**TASK INSTRUCTIONS:**
Continue the news report on the Bush–Koizumi talks about North Korea's nuclear weapons program, starting after its final sentence.

President Bush says North Korea could face "tougher measures" if it does not agree to give up its nuclear weapons program.
While President Bush believes the crisis over North Korean nuclear weapons can be resolved peacefully, he said the United States and Japan will not be blackmailed by North Korean threats.
"We will not settle for anything less than the complete, verifiable and irreversible elimination of North Korea's nuclear weapons program," emphasized the president.
After meeting with the Japanese leader at his Texas ranch, Mr. Bush said the two countries are determined to confront the North Korean threat while continuing to pursue a peaceful solution.
"We are confident that our diplomatic approach will bring a peaceful solution," he said. "Yet we agreed that further escalation of the situation by North Korea will require tougher measures from the international community."
Both leaders thanked China for hosting face-to-face talks between U.S. and North Korean officials but said future meetings on the issue talks should also include South Korea and Japan.
Prime Minister Koizumi said North Korea's nuclear weapons program is a "grave challenge" to the entire world.
"We will not at all tolerate the possession, the development, or the transfer of nuclear weapons by North Korea," asserted the Japanese Prime Minister. "North Korea must promptly and completely dismantle all nuclear weapons development programs in a verifiable manner."
Prime Minister Koizumi said North Korea has to understand that its threats have what he calls, "no meaning whatsoever."
North Korea has withdrawn from the Nuclear Nonproliferation Treaty and is moving to restart nuclear facilities suspended as part of a 1994 agreement with Washington.

**DATASET EXTRACT:**
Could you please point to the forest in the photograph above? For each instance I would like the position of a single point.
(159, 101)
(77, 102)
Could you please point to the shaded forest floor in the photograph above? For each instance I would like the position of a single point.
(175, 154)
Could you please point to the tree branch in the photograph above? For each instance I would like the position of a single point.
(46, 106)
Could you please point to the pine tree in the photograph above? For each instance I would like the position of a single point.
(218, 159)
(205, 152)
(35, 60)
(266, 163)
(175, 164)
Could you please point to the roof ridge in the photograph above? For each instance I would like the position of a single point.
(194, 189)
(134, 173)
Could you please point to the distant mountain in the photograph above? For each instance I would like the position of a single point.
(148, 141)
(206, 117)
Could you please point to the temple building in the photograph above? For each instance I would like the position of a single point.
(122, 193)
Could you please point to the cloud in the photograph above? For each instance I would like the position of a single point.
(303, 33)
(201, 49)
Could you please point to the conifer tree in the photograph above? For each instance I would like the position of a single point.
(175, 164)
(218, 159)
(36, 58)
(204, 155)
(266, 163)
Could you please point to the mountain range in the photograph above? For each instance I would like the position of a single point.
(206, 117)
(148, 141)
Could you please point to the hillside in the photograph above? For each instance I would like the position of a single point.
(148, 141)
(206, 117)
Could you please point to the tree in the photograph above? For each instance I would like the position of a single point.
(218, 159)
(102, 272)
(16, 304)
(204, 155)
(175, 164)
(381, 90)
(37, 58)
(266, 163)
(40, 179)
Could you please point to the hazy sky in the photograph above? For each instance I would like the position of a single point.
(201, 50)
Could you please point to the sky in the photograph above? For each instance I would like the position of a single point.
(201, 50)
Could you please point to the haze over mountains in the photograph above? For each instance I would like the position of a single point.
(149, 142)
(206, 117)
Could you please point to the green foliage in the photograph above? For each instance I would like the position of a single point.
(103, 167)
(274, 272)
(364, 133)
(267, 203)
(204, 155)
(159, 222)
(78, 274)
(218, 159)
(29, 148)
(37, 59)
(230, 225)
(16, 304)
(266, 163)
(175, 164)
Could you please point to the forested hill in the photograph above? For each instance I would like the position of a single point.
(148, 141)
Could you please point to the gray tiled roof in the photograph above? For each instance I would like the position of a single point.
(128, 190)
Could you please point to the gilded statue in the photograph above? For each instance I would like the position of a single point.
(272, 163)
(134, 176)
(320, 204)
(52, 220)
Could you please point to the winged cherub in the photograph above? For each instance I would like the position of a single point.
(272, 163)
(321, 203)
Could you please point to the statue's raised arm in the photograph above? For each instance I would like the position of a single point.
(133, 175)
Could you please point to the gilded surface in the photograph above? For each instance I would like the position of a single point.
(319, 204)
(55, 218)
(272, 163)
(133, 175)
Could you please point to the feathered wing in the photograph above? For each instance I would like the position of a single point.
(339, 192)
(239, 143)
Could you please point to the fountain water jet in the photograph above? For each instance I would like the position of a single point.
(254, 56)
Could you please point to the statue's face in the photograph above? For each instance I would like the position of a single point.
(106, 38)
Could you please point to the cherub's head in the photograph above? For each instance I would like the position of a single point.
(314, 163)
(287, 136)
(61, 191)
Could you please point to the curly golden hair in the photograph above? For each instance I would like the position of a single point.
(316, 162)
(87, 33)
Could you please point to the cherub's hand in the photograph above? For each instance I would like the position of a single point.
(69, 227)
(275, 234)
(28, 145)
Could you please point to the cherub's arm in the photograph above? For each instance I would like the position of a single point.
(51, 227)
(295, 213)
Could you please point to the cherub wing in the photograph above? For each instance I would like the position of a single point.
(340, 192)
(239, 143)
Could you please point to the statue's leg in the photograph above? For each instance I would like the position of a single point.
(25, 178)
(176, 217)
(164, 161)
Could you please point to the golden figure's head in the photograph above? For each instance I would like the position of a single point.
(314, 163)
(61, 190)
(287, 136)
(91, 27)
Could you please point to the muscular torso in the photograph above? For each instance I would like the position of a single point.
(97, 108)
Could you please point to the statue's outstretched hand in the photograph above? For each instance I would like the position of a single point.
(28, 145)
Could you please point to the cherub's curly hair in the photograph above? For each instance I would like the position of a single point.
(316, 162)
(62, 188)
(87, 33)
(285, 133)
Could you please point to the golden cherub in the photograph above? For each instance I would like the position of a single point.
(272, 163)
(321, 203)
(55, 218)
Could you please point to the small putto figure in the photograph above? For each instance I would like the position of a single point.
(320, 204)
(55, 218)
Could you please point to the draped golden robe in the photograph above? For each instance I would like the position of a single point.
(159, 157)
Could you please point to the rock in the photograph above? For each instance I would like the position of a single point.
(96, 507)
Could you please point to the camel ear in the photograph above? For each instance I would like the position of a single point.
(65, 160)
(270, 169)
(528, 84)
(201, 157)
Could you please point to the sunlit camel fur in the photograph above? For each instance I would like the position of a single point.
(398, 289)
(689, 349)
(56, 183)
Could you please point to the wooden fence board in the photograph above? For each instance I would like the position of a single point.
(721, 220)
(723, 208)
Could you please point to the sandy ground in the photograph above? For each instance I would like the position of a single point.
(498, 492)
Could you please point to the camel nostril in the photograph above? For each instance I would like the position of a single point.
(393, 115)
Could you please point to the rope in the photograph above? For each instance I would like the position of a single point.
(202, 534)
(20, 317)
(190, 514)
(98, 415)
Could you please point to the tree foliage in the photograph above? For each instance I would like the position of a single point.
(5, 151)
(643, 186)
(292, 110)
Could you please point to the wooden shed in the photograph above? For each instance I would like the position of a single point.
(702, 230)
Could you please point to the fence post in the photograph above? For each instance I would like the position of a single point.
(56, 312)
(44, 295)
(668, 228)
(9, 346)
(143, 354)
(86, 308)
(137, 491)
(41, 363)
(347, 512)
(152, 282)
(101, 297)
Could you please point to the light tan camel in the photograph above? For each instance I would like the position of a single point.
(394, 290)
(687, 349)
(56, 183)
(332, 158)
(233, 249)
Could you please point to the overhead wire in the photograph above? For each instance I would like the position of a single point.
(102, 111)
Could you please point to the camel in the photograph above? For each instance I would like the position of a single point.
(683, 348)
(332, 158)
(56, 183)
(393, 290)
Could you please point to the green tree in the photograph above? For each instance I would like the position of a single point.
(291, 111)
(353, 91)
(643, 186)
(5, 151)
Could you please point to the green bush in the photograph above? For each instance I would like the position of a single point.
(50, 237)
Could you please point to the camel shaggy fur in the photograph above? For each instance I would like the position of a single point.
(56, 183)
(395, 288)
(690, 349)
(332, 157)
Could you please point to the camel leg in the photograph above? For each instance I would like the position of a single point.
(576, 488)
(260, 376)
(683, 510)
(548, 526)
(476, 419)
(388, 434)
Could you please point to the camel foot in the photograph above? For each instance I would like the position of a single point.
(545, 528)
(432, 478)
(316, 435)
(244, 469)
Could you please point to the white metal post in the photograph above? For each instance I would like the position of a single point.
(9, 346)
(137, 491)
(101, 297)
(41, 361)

**RESPONSE BELOW:**
Pyongyang says its nuclear program is only meant to generate electricity. U.S. officials say it could produce enriched uranium for nuclear weapons.
North Korea and South Korea Friday ended four days of talks by agreeing to reopen railway links between the countries and begin building an industrial park in North Korea near the border.
The deal came after both sides clarified remarks that had earlier disrupted the talks in the North Korean capital. North Korea warned of what it called "unspeakable disaster" if South Korea joined the United States in opposing Pyongyang's nuclear program.
South Korea then threatened what it called "further steps" against the North if that program continues. Reports say the dispute was settled when both sides said their statements were not meant to threaten the other with military action.
South Korea and Japan both want President Bush to rule out the use of force against North Korea. Mr. Bush says he is keeping all of his options open but remains convinced that a peaceful resolution is possible.